— Work order —
Retype the data exactly. Spelling and punctuation stay as they are.

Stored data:
**********

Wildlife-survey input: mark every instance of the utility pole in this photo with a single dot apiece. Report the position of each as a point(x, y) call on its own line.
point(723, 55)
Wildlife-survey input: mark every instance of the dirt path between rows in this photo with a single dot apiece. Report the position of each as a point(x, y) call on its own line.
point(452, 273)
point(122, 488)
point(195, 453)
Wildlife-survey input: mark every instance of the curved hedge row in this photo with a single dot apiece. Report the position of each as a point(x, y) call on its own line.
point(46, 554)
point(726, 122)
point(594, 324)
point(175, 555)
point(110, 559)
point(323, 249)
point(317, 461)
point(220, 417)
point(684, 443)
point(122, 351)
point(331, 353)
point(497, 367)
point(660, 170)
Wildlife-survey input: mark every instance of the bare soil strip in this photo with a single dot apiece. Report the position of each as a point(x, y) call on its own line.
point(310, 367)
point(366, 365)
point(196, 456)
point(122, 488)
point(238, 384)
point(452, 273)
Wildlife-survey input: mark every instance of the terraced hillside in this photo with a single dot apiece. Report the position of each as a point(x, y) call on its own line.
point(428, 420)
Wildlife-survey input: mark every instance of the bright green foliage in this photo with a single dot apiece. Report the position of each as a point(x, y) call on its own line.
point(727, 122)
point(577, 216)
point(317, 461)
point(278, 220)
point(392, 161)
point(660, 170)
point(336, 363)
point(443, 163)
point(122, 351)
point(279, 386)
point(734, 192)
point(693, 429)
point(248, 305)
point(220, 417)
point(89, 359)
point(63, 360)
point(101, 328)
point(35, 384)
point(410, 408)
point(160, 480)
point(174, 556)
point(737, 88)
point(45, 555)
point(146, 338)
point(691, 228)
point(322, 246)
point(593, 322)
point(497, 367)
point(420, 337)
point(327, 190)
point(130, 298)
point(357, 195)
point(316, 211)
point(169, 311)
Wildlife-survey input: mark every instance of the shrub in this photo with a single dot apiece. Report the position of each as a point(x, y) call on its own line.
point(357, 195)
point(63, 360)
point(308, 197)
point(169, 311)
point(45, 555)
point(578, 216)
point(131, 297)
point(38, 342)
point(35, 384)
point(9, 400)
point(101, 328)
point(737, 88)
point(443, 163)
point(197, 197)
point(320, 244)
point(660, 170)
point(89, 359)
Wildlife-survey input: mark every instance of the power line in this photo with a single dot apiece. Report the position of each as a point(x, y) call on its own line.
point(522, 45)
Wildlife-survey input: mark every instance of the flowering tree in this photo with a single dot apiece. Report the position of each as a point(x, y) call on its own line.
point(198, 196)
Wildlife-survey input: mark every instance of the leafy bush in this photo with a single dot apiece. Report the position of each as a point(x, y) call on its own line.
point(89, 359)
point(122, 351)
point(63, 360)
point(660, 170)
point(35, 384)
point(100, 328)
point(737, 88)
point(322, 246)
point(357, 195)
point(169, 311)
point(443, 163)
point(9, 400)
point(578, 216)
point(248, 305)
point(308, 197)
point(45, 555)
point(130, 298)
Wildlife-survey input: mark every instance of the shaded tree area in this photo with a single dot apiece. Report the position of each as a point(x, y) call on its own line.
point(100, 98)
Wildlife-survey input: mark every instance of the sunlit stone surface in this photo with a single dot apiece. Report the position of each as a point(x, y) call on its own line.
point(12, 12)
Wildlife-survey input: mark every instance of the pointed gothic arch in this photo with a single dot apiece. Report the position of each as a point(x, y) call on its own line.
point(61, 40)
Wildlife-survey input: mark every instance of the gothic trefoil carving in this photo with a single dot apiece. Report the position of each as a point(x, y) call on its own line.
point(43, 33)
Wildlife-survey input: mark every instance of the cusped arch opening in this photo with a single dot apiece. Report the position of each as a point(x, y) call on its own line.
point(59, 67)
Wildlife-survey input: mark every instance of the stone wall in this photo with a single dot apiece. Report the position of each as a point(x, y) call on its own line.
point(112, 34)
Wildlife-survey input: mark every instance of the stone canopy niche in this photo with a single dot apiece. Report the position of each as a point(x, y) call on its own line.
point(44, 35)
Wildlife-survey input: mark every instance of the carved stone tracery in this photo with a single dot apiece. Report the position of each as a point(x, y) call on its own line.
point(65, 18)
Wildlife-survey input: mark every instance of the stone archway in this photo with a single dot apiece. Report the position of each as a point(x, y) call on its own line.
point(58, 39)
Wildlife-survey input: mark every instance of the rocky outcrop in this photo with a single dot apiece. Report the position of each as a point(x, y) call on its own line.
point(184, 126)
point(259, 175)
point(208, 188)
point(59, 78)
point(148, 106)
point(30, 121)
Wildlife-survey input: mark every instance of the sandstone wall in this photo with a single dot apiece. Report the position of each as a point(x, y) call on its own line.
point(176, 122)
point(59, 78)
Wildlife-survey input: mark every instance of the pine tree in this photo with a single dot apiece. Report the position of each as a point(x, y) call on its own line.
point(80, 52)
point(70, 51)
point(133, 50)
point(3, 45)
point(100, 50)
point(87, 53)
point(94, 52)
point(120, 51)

**********

— The completed task —
Wildlife-survey input: mark every instance of the utility pole in this photo with a single dot apiece. Report the position of each as a point(x, y) call on its own line.
point(723, 55)
Wildlife-survey input: mark every instance of the dirt path between rows in this photo with a single dot apiece. Report the position of each as a point(x, y) call on its own line.
point(452, 273)
point(122, 488)
point(195, 453)
Wildlife-survey input: mark every instance of the curved hedge row in this photo with a single dot apiece. Report the position of each as a point(x, y) call on its own line.
point(46, 554)
point(726, 122)
point(594, 324)
point(175, 555)
point(110, 559)
point(323, 249)
point(317, 461)
point(220, 417)
point(684, 443)
point(122, 351)
point(331, 353)
point(497, 367)
point(660, 170)
Wildlife-survey input: mark every instance of the bare soil strip in this photo with a single dot apiece. Report the position of each as a point(x, y) call on its own line.
point(310, 367)
point(366, 365)
point(196, 456)
point(122, 488)
point(238, 384)
point(452, 273)
Wildlife-survey input: mark every instance of the terraced hillside in this photo with a single dot apiece. Report the position of each as a point(x, y) call on its own line.
point(428, 420)
Wildlife-survey input: mark every instance of the bright green foliage in this photo with a single dot apiece. Report the position of each as a point(x, y) call on its own line.
point(727, 122)
point(577, 216)
point(317, 461)
point(278, 220)
point(392, 161)
point(660, 170)
point(336, 363)
point(443, 163)
point(122, 351)
point(279, 386)
point(734, 192)
point(693, 429)
point(248, 305)
point(220, 417)
point(89, 359)
point(63, 360)
point(101, 328)
point(35, 384)
point(410, 408)
point(160, 480)
point(174, 556)
point(737, 88)
point(45, 555)
point(146, 338)
point(691, 228)
point(322, 246)
point(593, 322)
point(497, 367)
point(420, 337)
point(327, 190)
point(130, 298)
point(357, 195)
point(316, 211)
point(169, 311)
Wildlife-survey input: mark every instance of the shrub in this photo with a single dot apiece. Report the position of each as a point(x, y) call on its own line.
point(357, 195)
point(63, 360)
point(308, 197)
point(169, 311)
point(45, 555)
point(578, 216)
point(131, 297)
point(38, 342)
point(35, 384)
point(9, 400)
point(101, 328)
point(737, 88)
point(443, 163)
point(197, 197)
point(320, 244)
point(660, 170)
point(89, 359)
Wildlife-survey input: mark every instance of the power line in this photo with a single dot apiece. Report the position of each as a point(x, y) call on its own line.
point(522, 45)
Wildlife-survey input: mark every instance of the flowering tree in this photo with a single dot apiece. Report the position of each as a point(x, y) call on its own line.
point(198, 196)
Wildlife-survey input: mark every instance of the leafy bush in this photo with a single dot apiece. Report the position of each as a point(x, y) call on its own line.
point(89, 359)
point(122, 351)
point(63, 360)
point(660, 170)
point(35, 384)
point(100, 328)
point(737, 88)
point(322, 246)
point(357, 195)
point(169, 311)
point(443, 163)
point(9, 400)
point(578, 216)
point(248, 305)
point(308, 197)
point(45, 555)
point(130, 298)
Wildlife-survey input: mark every instance of the shaded tree area in this photo with a single dot apiece. Report the position of each as a point(x, y) call on its own line.
point(100, 98)
Wildlife-survey input: mark every instance of the sunlit stone surface in this photo with a single dot apiece. Report the position of each as a point(x, y) call on its own line.
point(12, 12)
Wildlife-survey input: mark every instance of the pointed gothic arch in this photo with a single dot apiece. Report the position of each as a point(x, y) call on its own line.
point(61, 40)
Wildlife-survey input: mark every instance of the gothic trefoil carving in this photo with a single dot apiece. Report the position of each as a point(x, y) call on its own line.
point(43, 33)
Wildlife-survey input: mark every instance of the cusped arch opening in this photo with a single dot apiece. Report the position of each as a point(x, y) call on its own line.
point(59, 67)
Wildlife-survey input: mark every instance of the stone wall in this photo with a single dot apiece. Report the position of each as a point(x, y) call on its own line.
point(112, 34)
Wildlife-survey input: mark every instance of the stone canopy niche in this photo with a single dot apiece. Report the position of each as a point(x, y) call on its own line.
point(44, 35)
Wildlife-survey input: mark every instance of the carved stone tracery in this photo with a single dot apiece. Report the position of each as a point(x, y) call on its own line.
point(65, 18)
Wildlife-survey input: mark every instance of the stone archway in this photo with a single dot apiece. Report the position of each as a point(x, y) call on its own line.
point(58, 39)
Wildlife-survey input: mark every instance of the rocky outcrop in this photo with a single dot apiece. Report the position of each as a point(x, y) call on its own line.
point(184, 126)
point(259, 175)
point(208, 188)
point(59, 78)
point(148, 106)
point(30, 121)
Wildlife-survey input: mark every instance of the sandstone wall in this photo with a single dot apiece. Report the position of each as a point(x, y) call on its own line.
point(176, 122)
point(59, 78)
Wildlife-survey input: mark every instance of the pine tree in this photo with a single dot apiece. Report the position of each as a point(x, y) call on its own line.
point(80, 52)
point(70, 51)
point(133, 50)
point(3, 45)
point(100, 50)
point(87, 53)
point(94, 52)
point(120, 51)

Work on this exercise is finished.